Selection.
++++++++
In one embodiment, the methane that remains as a methane rich vapor
stream may be suitably used as a utility fuel for the uses selected
from the group consisting of to drive gas turbine generators, to
supply power requirements for living quarters and other utilities
and to energize process support equipment and gas fired heaters.
The methane rich vapor may further or alternatively be used as a
utility fuel to provide power for dynamic position thrusters
installed on a dynamically positioned FPSO.
BRIEF DESCRIPTION OF THE DRAWINGS
[0009] FIG. 1 illustrates the process of the invention for
recovering a methane-containing liquid stream from an associated
gas feed stream. The liquid stream has the properties permitting it
to be stored and transported at relatively moderate temperature and
at a relatively low pressure.
DETAILED DESCRIPTION OF THE INVENTION
[0010] In the present method, an associated gas is treated to
prepare a liquefied gas stream, containing a high amount of C2-
components, which can be stored at relatively mild conditions of
temperature and pressure. Thus, in one embodiment, the liquefied
gas stream produced in an offshore facility may be conveyed through
commercially available hoses and transported to shore in a
conventional LPG tanker and/or a modified supply boat and/or a
modified crude oil shuttle tanker. For example, LPG tankers
typically have the capability of transporting liquefied gases at
conditions of temperatures greater than -55.degree. F. and at
pressure below 500 psia.
[0011] As used here, C1 refers to a hydrocarbon molecule containing
one carbon atom. Methane is an illustrative example. C2 refers to a
hydrocarbon molecule containing two carbon atoms. Ethane is an
illustrative example. C3 refers to a hydrocarbon molecule
containing three carbon atoms. Propane is an illustrative example.
C4 refers to a hydrocarbon molecule containing four carbon atoms.
Butane is an illustrative example. C5 refers to a hydrocarbon
molecule containing five carbon atoms. Pentane is an illustrative
example. C6 refers to a hydrocarbon molecule containing six carbon
atoms. Hexane is an illustrative example. Molecules with larger
numbers of carbon atoms are defined accordingly. As used here, LPG
is a term of art referring to a liquid phase mixture comprising
primarily C3 and C4 components. LNG is a term of art referring to a
liquid phase mixture comprising primarily C1 components, with
lesser amounts of C2 components. Natural gas liquids, NGL, is a
term of art referring to a liquid phase mixture comprising
principally C4+ components.
++++++++
Task goal.
Reproduce part of the passage on liquefied gas, beginning at the words "In one embodiment, the methane" and stopping after "gas fired heaters.". This listing was taken from a different source than the passage on liquefied gas.

Point annotation dataset listing:
++++++++
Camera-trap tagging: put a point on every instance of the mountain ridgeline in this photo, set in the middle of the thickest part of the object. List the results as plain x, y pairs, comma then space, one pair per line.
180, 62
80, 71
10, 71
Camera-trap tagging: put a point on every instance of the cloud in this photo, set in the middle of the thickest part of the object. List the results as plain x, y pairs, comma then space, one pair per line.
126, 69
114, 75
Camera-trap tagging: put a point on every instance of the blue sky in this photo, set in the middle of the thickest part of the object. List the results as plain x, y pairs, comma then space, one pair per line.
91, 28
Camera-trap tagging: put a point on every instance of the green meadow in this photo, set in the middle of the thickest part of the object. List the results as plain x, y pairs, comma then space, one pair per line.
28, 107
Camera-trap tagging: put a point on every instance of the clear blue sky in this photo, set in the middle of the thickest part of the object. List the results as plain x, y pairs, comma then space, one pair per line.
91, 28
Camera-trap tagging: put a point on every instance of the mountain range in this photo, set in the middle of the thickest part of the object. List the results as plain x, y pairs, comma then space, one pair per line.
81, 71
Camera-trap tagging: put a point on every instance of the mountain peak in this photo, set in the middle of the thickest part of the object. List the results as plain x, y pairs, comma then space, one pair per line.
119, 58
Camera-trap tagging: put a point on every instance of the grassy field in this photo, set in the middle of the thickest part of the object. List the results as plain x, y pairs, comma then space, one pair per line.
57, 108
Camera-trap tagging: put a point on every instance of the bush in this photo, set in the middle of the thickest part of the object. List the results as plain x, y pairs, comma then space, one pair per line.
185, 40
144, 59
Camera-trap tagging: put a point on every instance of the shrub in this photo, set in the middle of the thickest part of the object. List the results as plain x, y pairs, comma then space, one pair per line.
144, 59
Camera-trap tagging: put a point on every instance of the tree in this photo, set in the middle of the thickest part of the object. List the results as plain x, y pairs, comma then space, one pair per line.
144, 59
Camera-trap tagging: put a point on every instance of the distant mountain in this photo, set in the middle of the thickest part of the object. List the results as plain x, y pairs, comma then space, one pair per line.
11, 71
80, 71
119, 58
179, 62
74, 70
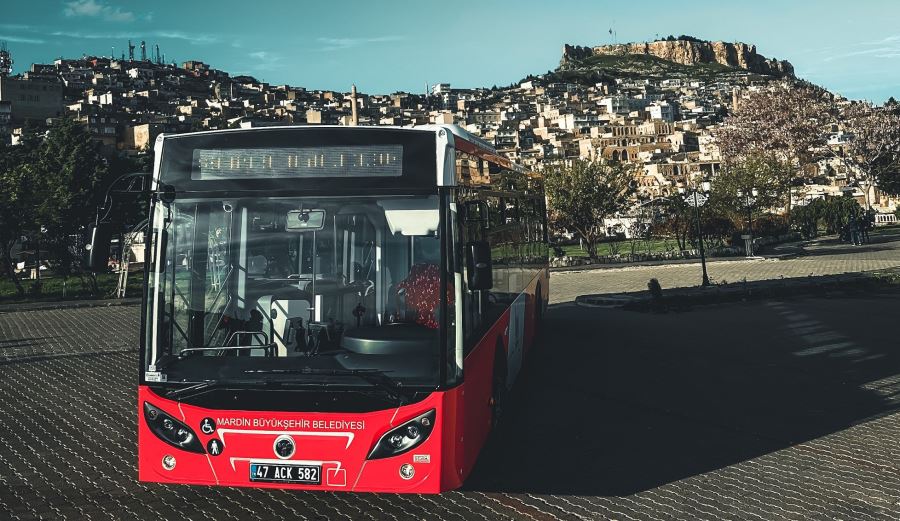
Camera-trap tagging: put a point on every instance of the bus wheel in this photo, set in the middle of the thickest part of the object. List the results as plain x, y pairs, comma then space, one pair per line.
498, 388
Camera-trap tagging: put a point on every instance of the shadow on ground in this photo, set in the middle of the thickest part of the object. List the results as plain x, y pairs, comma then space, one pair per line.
617, 402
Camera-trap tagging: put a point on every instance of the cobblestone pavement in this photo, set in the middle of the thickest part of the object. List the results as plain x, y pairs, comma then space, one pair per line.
796, 420
819, 258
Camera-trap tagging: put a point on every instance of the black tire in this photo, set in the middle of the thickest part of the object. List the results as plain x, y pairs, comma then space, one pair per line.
498, 387
538, 313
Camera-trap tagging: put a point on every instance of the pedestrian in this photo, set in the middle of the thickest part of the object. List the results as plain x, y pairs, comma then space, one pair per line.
854, 230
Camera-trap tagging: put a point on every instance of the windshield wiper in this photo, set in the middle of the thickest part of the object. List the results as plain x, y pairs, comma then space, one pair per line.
192, 389
197, 388
377, 378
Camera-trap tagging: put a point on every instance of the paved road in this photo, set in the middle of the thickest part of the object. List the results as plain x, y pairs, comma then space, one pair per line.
826, 257
748, 411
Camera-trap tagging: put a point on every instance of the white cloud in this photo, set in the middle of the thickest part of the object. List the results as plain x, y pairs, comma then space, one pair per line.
336, 44
196, 38
20, 39
95, 9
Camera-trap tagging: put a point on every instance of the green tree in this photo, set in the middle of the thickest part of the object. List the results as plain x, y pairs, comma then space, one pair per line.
71, 170
583, 193
17, 201
750, 185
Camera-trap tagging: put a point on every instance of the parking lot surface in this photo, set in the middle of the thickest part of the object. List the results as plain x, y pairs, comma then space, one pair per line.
769, 410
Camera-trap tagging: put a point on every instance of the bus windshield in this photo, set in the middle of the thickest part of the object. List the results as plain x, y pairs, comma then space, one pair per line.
300, 286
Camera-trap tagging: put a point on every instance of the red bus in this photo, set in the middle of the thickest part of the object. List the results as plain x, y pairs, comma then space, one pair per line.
334, 308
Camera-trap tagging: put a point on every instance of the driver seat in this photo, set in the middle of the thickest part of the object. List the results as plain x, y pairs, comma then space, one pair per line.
286, 318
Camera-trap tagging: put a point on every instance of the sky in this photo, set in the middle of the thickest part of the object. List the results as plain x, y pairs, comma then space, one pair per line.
852, 48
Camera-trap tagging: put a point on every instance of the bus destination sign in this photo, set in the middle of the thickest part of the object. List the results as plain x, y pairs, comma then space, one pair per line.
319, 161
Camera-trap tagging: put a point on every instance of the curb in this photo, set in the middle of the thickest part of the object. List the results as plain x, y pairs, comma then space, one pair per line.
638, 300
643, 264
68, 304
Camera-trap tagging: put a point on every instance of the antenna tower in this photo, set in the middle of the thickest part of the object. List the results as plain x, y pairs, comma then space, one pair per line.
5, 60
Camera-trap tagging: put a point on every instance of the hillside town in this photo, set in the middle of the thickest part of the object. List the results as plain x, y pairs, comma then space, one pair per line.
663, 124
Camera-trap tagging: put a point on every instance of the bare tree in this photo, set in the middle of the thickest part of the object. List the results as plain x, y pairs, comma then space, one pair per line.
785, 121
582, 194
874, 147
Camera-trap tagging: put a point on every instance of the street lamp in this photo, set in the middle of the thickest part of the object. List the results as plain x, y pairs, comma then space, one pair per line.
698, 198
749, 198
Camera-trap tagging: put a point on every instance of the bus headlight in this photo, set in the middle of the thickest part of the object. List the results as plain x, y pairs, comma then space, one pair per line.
171, 430
405, 437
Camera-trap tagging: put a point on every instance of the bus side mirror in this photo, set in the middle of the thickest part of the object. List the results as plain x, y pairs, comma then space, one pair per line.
98, 248
477, 212
478, 263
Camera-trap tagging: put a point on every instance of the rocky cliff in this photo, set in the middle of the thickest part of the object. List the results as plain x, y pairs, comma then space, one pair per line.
686, 52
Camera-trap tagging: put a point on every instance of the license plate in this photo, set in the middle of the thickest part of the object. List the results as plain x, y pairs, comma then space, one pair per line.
272, 473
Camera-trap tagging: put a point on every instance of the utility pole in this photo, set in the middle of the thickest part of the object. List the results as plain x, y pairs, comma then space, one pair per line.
354, 115
697, 199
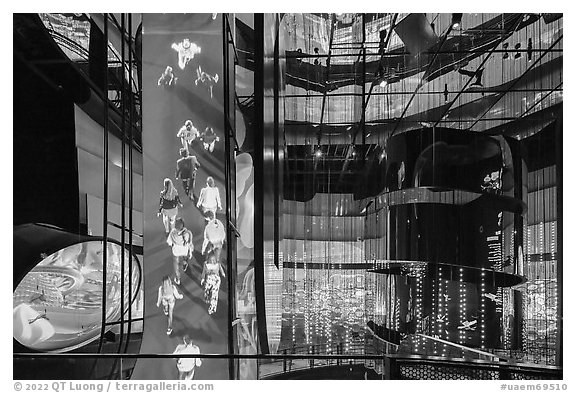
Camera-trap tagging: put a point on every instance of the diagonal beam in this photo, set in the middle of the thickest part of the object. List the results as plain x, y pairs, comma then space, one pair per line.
365, 103
516, 81
428, 68
488, 56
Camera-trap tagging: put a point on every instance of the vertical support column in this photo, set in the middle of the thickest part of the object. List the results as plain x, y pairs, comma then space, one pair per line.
229, 172
560, 241
105, 188
122, 181
517, 337
259, 181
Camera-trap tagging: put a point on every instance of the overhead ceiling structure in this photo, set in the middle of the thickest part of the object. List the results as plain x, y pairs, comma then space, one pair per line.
354, 80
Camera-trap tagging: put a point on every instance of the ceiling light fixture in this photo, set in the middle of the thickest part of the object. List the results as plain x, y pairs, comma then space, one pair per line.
456, 20
518, 54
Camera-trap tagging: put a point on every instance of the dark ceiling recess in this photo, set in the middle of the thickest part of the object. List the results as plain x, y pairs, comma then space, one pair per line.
456, 50
306, 172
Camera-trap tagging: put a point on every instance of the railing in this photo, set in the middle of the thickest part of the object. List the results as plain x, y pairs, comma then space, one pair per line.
397, 366
427, 368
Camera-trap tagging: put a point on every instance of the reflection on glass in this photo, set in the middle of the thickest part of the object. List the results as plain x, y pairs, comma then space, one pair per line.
58, 304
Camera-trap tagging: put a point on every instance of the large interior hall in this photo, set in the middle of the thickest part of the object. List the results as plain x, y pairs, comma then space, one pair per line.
288, 196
++++++++
Task answer.
In one embodiment, the methane that remains as a methane rich vapor
stream may be suitably used as a utility fuel for the uses selected
from the group consisting of to drive gas turbine generators, to
supply power requirements for living quarters and other utilities
and to energize process support equipment and gas fired heaters.